(Natural language region descriptions)
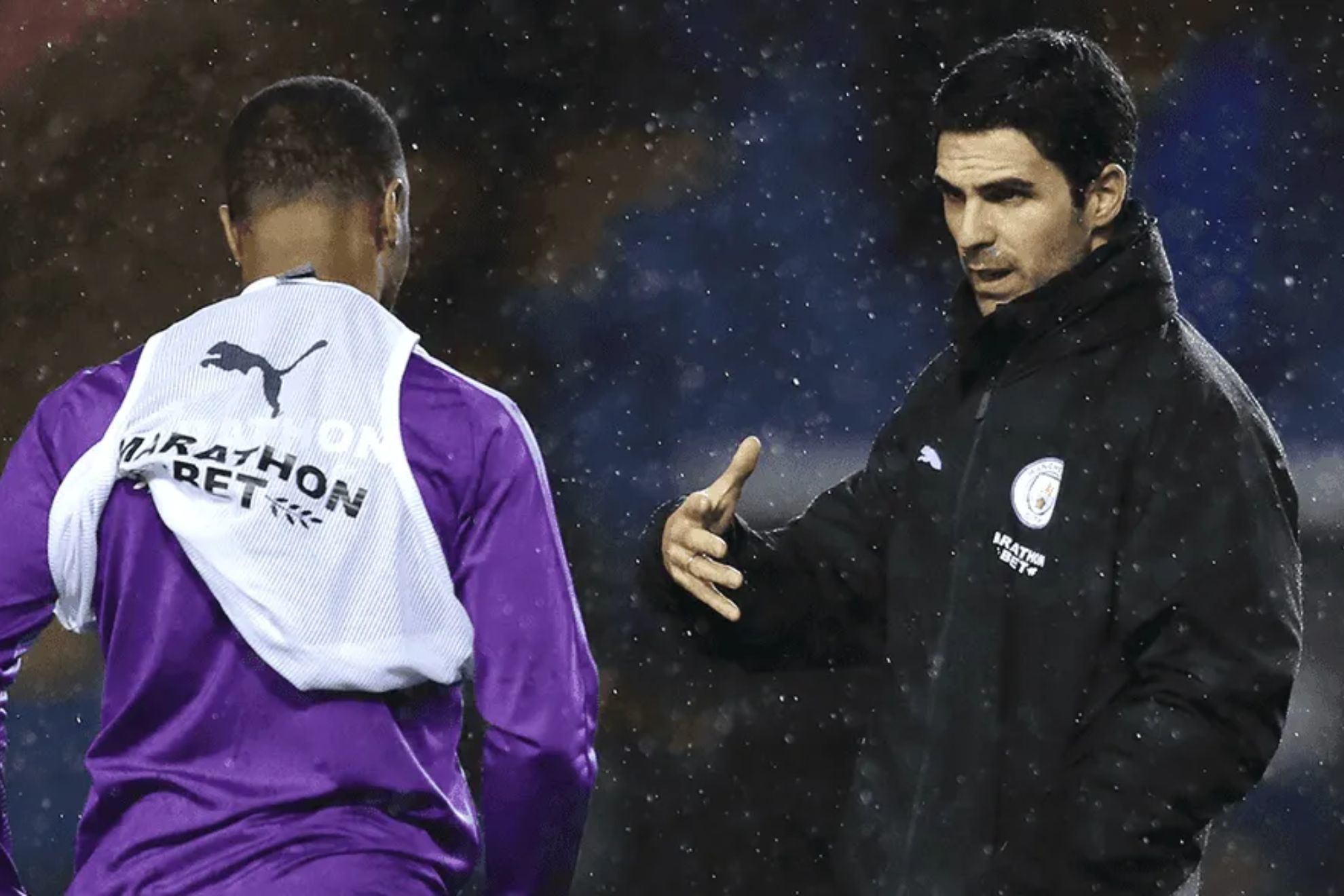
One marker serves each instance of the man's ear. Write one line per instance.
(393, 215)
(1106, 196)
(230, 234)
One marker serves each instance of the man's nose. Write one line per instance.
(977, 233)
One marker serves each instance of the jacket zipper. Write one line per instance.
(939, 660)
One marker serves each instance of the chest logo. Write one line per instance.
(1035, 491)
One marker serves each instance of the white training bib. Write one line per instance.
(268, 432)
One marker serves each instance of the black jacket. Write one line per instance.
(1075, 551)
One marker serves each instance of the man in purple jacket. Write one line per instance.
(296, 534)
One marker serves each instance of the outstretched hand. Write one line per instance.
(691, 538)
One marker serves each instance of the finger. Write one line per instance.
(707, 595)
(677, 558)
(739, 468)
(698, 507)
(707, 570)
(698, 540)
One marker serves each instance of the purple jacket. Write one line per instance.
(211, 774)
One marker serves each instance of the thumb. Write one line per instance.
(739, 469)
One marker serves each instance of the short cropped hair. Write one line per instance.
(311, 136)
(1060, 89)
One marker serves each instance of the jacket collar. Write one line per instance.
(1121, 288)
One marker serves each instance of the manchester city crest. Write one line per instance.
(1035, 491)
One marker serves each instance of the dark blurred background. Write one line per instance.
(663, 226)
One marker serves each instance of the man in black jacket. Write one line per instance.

--- Problem requirements ---
Every line above must be printed again exactly, pictures excluded.

--- Written response ---
One marker serves each instance of the man's ear. Write one line per instance.
(393, 215)
(1106, 196)
(230, 234)
One marker serves each instance of the man's nose. Write one line per instance.
(977, 233)
One marker serves each instance of the jacket zipper. Write one line per instance.
(939, 660)
One marker serves each instance of the chest logo. Write one line per instance.
(1035, 491)
One marker serves each instance of the white training bib. Write one line per instance.
(268, 432)
One marker serves each instance of the black jacket. Write one line per instance.
(1075, 551)
One marker serves each instance of the man in purple jacket. Write one line per instance.
(296, 534)
One marker serves each instance of the outstretched hand. Write one line per instance.
(691, 538)
One marker serves each instance of the finger. Write one line per instance.
(707, 595)
(677, 558)
(739, 468)
(698, 507)
(707, 570)
(698, 540)
One marker serves each instance of the purple jacket. Write one line per instance.
(211, 774)
One marker serves each instance of the thumb. Write one line per instance.
(739, 469)
One marker serves each instance of the short cropped hair. Write one line per instance.
(311, 136)
(1060, 89)
One marker serves each instance of the jacket collar. Write one line per instance.
(1121, 288)
One marker serves each instance of the manchester city crest. Write one line per instance.
(1035, 491)
One marker serves each instance of the dark blurred background. Write one line per instance.
(663, 226)
One marker serves each instance of the man in black jacket. Write one line per instance.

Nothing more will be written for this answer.